Goal
Count the lines below that contain the word "stadium" and reply with that number alone.

Begin

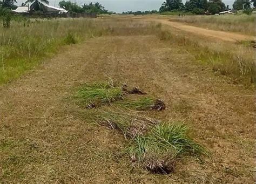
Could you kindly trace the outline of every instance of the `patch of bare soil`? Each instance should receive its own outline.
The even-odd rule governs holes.
[[[100,37],[66,47],[0,87],[0,181],[11,182],[253,182],[254,98],[154,36]],[[190,157],[170,175],[133,167],[122,135],[76,118],[73,87],[111,77],[165,99],[148,115],[185,119],[212,159]]]

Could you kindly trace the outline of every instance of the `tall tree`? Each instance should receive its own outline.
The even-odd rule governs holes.
[[[9,9],[16,9],[17,6],[14,5],[14,3],[17,3],[16,0],[3,0],[2,6]]]
[[[233,8],[237,10],[251,8],[251,2],[250,0],[235,0],[233,4]]]
[[[45,10],[45,6],[42,3],[47,4],[49,4],[48,0],[27,0],[25,4],[28,4],[29,3],[31,3],[29,8],[30,11],[44,11]]]

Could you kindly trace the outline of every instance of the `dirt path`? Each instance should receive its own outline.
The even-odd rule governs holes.
[[[0,87],[0,181],[253,182],[253,91],[214,76],[182,48],[154,36],[100,37],[63,50]],[[66,98],[74,87],[108,77],[164,99],[167,109],[149,115],[185,119],[212,160],[188,157],[165,176],[117,156],[123,137],[74,117],[78,107]]]
[[[150,19],[149,19],[149,20],[150,20]],[[237,42],[237,41],[241,40],[256,40],[256,37],[252,36],[244,35],[230,32],[212,30],[192,25],[188,25],[181,23],[171,22],[168,19],[152,19],[150,20],[170,25],[176,29],[191,32],[193,34],[217,38],[224,41]]]

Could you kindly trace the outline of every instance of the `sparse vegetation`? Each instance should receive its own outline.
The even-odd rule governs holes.
[[[169,174],[173,172],[176,157],[183,154],[208,155],[205,148],[187,134],[183,122],[161,122],[145,135],[137,135],[126,148],[133,161],[138,161],[149,171]]]
[[[8,30],[0,26],[0,84],[18,77],[64,45],[103,35],[153,34],[152,28],[148,24],[132,21],[106,23],[83,18],[17,18]]]
[[[164,101],[151,97],[143,97],[138,99],[126,99],[116,103],[117,105],[139,111],[163,110],[165,108]]]
[[[85,84],[80,88],[76,98],[89,108],[95,107],[102,103],[109,103],[123,98],[120,87],[109,83]]]
[[[253,47],[220,42],[209,45],[197,36],[190,36],[175,29],[171,31],[162,30],[158,36],[183,46],[201,63],[210,65],[213,72],[228,76],[236,83],[250,86],[255,81]]]

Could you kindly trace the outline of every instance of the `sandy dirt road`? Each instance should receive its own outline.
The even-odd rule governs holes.
[[[218,39],[223,41],[237,42],[241,40],[256,40],[256,37],[252,36],[204,29],[192,25],[186,25],[182,23],[171,22],[168,19],[145,18],[145,19],[169,25],[173,28],[192,33],[193,34]]]
[[[194,59],[152,36],[102,37],[68,46],[0,86],[0,181],[252,183],[253,92]],[[117,157],[123,136],[74,116],[78,107],[67,98],[75,87],[108,77],[164,99],[167,108],[157,118],[186,119],[212,159],[186,158],[160,175]]]

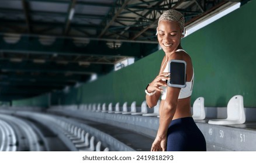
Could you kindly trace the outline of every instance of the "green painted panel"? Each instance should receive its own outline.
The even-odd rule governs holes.
[[[12,106],[14,107],[40,107],[47,108],[49,107],[50,94],[45,94],[42,95],[30,98],[15,100],[12,102]]]
[[[182,39],[195,69],[192,102],[203,96],[206,107],[226,107],[233,95],[241,94],[245,107],[256,107],[255,7],[256,1],[252,1]],[[140,104],[145,100],[145,87],[158,73],[164,55],[162,51],[157,51],[68,93],[53,93],[55,100],[51,101],[60,99],[58,101],[67,105],[130,104],[133,101]]]
[[[256,106],[254,40],[256,2],[251,2],[182,40],[195,69],[192,101],[226,107],[237,94],[247,107]]]

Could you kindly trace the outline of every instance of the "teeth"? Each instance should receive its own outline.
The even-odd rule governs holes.
[[[172,45],[172,44],[164,44],[164,45],[165,46],[165,47],[169,47],[169,46],[171,46],[171,45]]]

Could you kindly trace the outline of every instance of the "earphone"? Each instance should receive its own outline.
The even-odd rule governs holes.
[[[183,29],[183,31],[181,33],[181,35],[182,36],[182,37],[184,37],[185,34],[186,34],[186,29],[184,27]]]

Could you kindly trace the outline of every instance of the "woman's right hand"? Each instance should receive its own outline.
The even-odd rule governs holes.
[[[149,93],[153,92],[154,90],[162,91],[162,90],[160,87],[161,86],[167,86],[166,80],[169,79],[169,72],[164,72],[157,76],[147,87],[147,91]]]

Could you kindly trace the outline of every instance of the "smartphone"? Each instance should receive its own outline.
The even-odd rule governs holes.
[[[167,80],[167,85],[172,87],[186,87],[186,62],[182,60],[172,59],[168,64],[171,79]]]

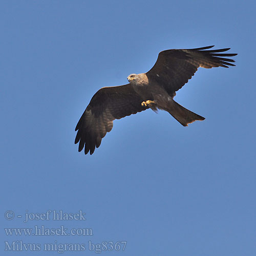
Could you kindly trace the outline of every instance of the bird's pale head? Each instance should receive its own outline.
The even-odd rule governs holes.
[[[132,83],[136,81],[136,78],[137,78],[138,75],[136,74],[131,74],[127,78],[129,82]]]

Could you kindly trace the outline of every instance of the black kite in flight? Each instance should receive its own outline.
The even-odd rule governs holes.
[[[78,131],[75,143],[80,141],[78,151],[84,147],[84,153],[90,151],[92,155],[106,133],[111,131],[113,120],[149,108],[167,111],[184,126],[197,120],[204,120],[204,117],[179,104],[173,98],[200,67],[210,69],[235,66],[229,63],[234,60],[224,57],[237,54],[219,53],[230,48],[203,51],[214,46],[163,51],[148,72],[128,76],[130,83],[103,87],[98,91],[75,129]]]

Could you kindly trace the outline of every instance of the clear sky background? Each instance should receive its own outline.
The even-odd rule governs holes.
[[[22,241],[40,249],[15,255],[58,255],[47,243],[84,244],[63,253],[95,255],[89,241],[127,241],[106,255],[255,255],[254,1],[0,5],[1,254],[14,254],[4,241]],[[93,155],[78,153],[75,127],[98,90],[147,71],[161,51],[212,45],[238,53],[237,66],[200,69],[175,97],[204,121],[184,127],[147,110],[114,121]],[[24,222],[48,210],[50,220]],[[53,210],[87,220],[54,221]],[[3,229],[35,225],[93,235]]]

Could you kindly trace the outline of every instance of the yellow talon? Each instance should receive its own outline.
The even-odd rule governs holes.
[[[146,106],[147,105],[151,105],[152,104],[156,104],[156,102],[154,100],[146,100],[145,102],[143,101],[141,103],[141,105],[143,106]]]

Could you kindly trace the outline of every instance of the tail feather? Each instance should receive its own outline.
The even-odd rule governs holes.
[[[173,99],[171,105],[168,109],[165,109],[169,112],[178,122],[184,126],[197,120],[202,121],[205,118],[197,114],[187,110],[182,105],[177,103]]]

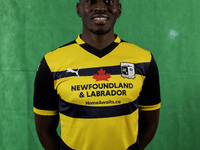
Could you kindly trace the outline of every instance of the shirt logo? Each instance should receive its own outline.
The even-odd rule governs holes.
[[[74,71],[74,70],[68,68],[68,69],[66,70],[66,72],[75,73],[75,74],[79,77],[78,71],[79,71],[80,68],[81,68],[81,67],[79,67],[77,71]]]
[[[124,62],[121,63],[121,73],[123,78],[135,78],[135,67],[134,64]]]
[[[105,73],[106,71],[103,70],[102,68],[97,71],[98,74],[93,74],[93,79],[96,79],[97,81],[108,81],[109,78],[111,78],[110,73]]]

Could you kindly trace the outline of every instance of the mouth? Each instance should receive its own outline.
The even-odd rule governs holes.
[[[99,17],[93,19],[96,24],[106,24],[107,18]]]
[[[107,23],[109,17],[107,15],[94,15],[92,19],[94,20],[95,24],[104,25]]]

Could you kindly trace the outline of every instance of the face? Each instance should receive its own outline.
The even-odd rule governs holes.
[[[82,18],[83,32],[114,33],[115,22],[121,15],[121,4],[119,0],[80,0],[77,14]]]

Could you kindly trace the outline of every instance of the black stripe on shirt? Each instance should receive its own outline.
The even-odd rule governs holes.
[[[135,74],[140,74],[145,76],[148,70],[149,63],[138,63],[134,64],[135,66]],[[120,75],[121,74],[121,66],[109,66],[109,67],[96,67],[96,68],[86,68],[86,69],[79,69],[78,74],[79,76],[93,76],[97,74],[100,69],[105,70],[105,73],[110,73],[110,75]],[[71,68],[70,68],[71,69]],[[78,69],[72,69],[77,71]],[[54,80],[70,77],[70,76],[77,76],[76,73],[67,72],[66,71],[59,71],[53,72]]]

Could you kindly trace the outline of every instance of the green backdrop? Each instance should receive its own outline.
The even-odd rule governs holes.
[[[0,150],[42,150],[32,111],[43,55],[81,32],[77,0],[0,0]],[[199,0],[121,0],[115,32],[150,50],[160,71],[160,124],[147,150],[200,149]]]

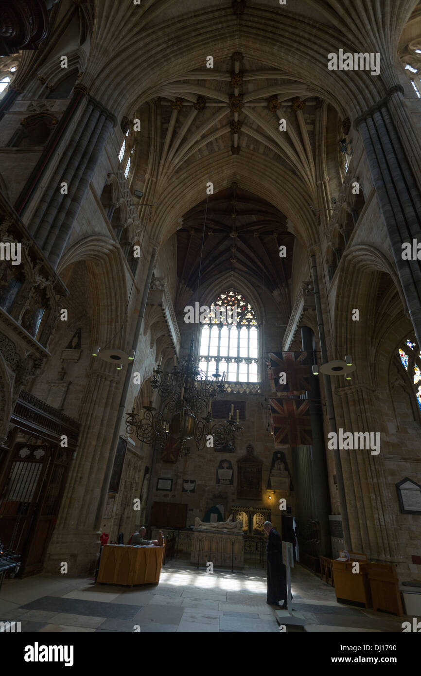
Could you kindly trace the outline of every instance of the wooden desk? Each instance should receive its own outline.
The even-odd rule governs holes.
[[[353,563],[353,561],[332,561],[337,600],[345,603],[353,601],[360,606],[372,608],[368,581],[368,563],[358,561],[359,573],[352,572]]]
[[[158,584],[164,547],[105,545],[101,554],[97,583],[109,585]]]

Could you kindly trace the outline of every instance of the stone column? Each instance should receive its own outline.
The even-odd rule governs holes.
[[[79,85],[81,87],[82,85]],[[56,268],[116,118],[86,95],[86,105],[40,200],[29,230]],[[61,183],[68,193],[61,195]]]
[[[343,411],[338,417],[342,418],[344,433],[380,433],[378,455],[372,454],[370,450],[341,451],[353,549],[377,560],[399,562],[396,524],[390,506],[393,498],[383,464],[382,435],[375,414],[380,393],[367,385],[355,385],[337,389],[335,395],[338,408]]]
[[[57,575],[60,561],[67,561],[70,575],[93,573],[99,548],[94,519],[113,433],[110,420],[118,406],[118,384],[112,365],[95,364],[89,375],[79,443],[49,546],[45,572]]]
[[[95,141],[91,140],[86,149],[86,155],[89,160],[83,170],[80,170],[75,177],[75,183],[76,180],[78,179],[77,187],[73,193],[72,198],[70,199],[68,196],[68,199],[66,199],[66,203],[68,204],[67,213],[63,219],[61,226],[55,222],[54,224],[55,237],[51,249],[47,251],[47,258],[55,269],[67,244],[73,224],[78,216],[82,203],[88,191],[89,183],[93,177],[97,164],[112,126],[112,119],[105,112],[103,112],[99,116],[97,127],[99,132],[97,133],[97,129],[95,129],[95,134],[93,137],[93,139],[95,138]]]
[[[301,341],[303,350],[307,354],[306,363],[308,364],[309,369],[311,364],[315,362],[313,352],[313,331],[308,327],[301,327]],[[313,435],[313,443],[310,446],[313,479],[312,492],[314,495],[314,516],[318,520],[320,525],[320,554],[322,556],[329,556],[332,550],[328,516],[330,506],[320,390],[318,377],[310,375],[309,381],[309,398],[310,403],[309,408]],[[301,452],[301,449],[299,450]],[[295,452],[295,451],[293,452]]]
[[[392,87],[384,99],[355,120],[354,126],[363,140],[410,316],[421,347],[420,261],[402,259],[403,242],[412,243],[413,239],[421,241],[421,191],[413,168],[416,162],[408,158],[398,132],[402,120],[395,121],[397,111],[401,109],[402,113],[405,108],[403,94],[400,85]],[[410,119],[407,116],[407,118],[410,126]]]

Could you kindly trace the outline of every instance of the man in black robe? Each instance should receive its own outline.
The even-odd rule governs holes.
[[[263,527],[269,536],[266,544],[268,570],[268,598],[266,603],[270,606],[287,608],[287,569],[282,559],[282,539],[270,521],[265,521]]]

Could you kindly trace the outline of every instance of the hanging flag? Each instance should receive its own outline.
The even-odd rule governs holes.
[[[311,446],[313,443],[309,402],[305,399],[270,399],[275,448]]]
[[[307,352],[270,354],[269,382],[276,396],[299,396],[310,391],[310,367],[303,363],[306,359]]]

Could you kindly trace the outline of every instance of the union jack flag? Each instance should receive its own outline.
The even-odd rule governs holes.
[[[308,400],[281,398],[269,402],[275,448],[311,446],[313,435]]]
[[[310,368],[303,362],[307,352],[271,352],[268,362],[269,382],[278,397],[298,396],[309,391]],[[287,382],[280,384],[280,373]]]

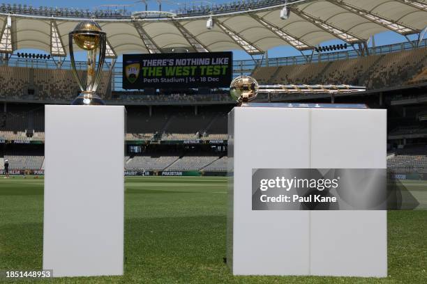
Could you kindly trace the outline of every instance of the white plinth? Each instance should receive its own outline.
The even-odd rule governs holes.
[[[385,110],[229,114],[227,263],[235,275],[387,276],[387,212],[252,210],[253,168],[385,168]]]
[[[123,106],[45,106],[43,269],[123,271]]]

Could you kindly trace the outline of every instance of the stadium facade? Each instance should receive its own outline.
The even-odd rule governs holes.
[[[128,174],[225,174],[227,113],[235,102],[223,88],[123,90],[117,57],[241,49],[253,60],[234,61],[234,76],[250,74],[260,84],[366,86],[366,92],[333,95],[285,90],[260,93],[257,101],[364,103],[387,109],[389,166],[398,174],[424,178],[427,5],[407,0],[289,2],[286,11],[285,1],[260,1],[133,14],[0,6],[0,171],[7,158],[12,173],[43,173],[44,104],[69,104],[79,91],[66,60],[68,33],[77,21],[95,18],[107,32],[110,58],[100,95],[107,104],[124,104],[128,111]],[[211,19],[212,26],[207,26]],[[370,36],[384,31],[418,38],[368,47]],[[321,46],[331,39],[343,45]],[[264,56],[280,45],[292,46],[301,55]],[[20,52],[28,48],[45,54]],[[77,68],[85,72],[83,63]]]

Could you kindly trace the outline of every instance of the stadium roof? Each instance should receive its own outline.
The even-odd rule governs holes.
[[[110,57],[174,48],[195,52],[242,49],[257,54],[291,45],[302,51],[337,38],[350,45],[366,42],[370,36],[387,30],[403,36],[422,33],[427,26],[425,0],[290,0],[287,19],[280,17],[285,1],[264,1],[264,6],[255,6],[250,4],[253,2],[241,3],[232,10],[141,12],[94,19],[107,33]],[[209,17],[214,20],[212,29],[207,28]],[[36,49],[65,56],[68,33],[84,19],[87,19],[84,13],[59,13],[52,8],[0,8],[0,52]]]

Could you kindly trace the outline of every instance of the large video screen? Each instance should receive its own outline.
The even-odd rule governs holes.
[[[124,54],[123,88],[227,88],[232,52]]]

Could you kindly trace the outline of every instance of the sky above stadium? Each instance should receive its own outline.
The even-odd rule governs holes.
[[[162,0],[160,0],[162,1]],[[74,1],[65,1],[65,0],[57,0],[57,1],[6,1],[6,3],[10,4],[26,4],[27,6],[31,5],[34,7],[40,6],[47,6],[47,7],[62,7],[62,8],[73,8],[79,9],[103,9],[103,10],[112,10],[115,9],[123,9],[126,8],[129,11],[140,11],[145,10],[145,4],[141,1],[120,1],[120,0],[74,0]],[[159,5],[156,0],[147,0],[148,10],[158,10]],[[186,1],[185,0],[178,1],[162,1],[162,10],[171,11],[176,10],[181,8],[183,8],[185,6],[197,6],[200,5],[211,6],[213,3],[230,3],[229,1],[223,0],[215,0],[215,1]],[[291,15],[292,17],[292,15]],[[411,36],[410,38],[414,40],[416,36]],[[389,45],[396,42],[401,42],[406,41],[406,39],[403,36],[400,36],[393,31],[387,31],[381,33],[378,33],[375,36],[375,44],[377,46]],[[321,45],[334,45],[337,43],[343,43],[343,42],[338,40],[329,40],[323,42]],[[372,46],[372,41],[369,42],[369,46]],[[27,49],[28,50],[28,49]],[[27,51],[25,50],[25,51]],[[28,50],[30,52],[34,52],[32,50]],[[234,60],[242,60],[242,59],[250,59],[251,57],[244,51],[238,50],[233,51]],[[270,58],[273,57],[283,57],[283,56],[299,56],[301,53],[295,49],[294,48],[290,46],[282,46],[271,49],[268,51],[268,56]],[[80,56],[77,56],[77,60],[80,59]],[[119,59],[120,61],[120,59]]]

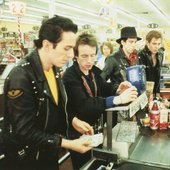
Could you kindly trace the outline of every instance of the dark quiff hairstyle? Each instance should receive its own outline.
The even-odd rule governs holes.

End

The output
3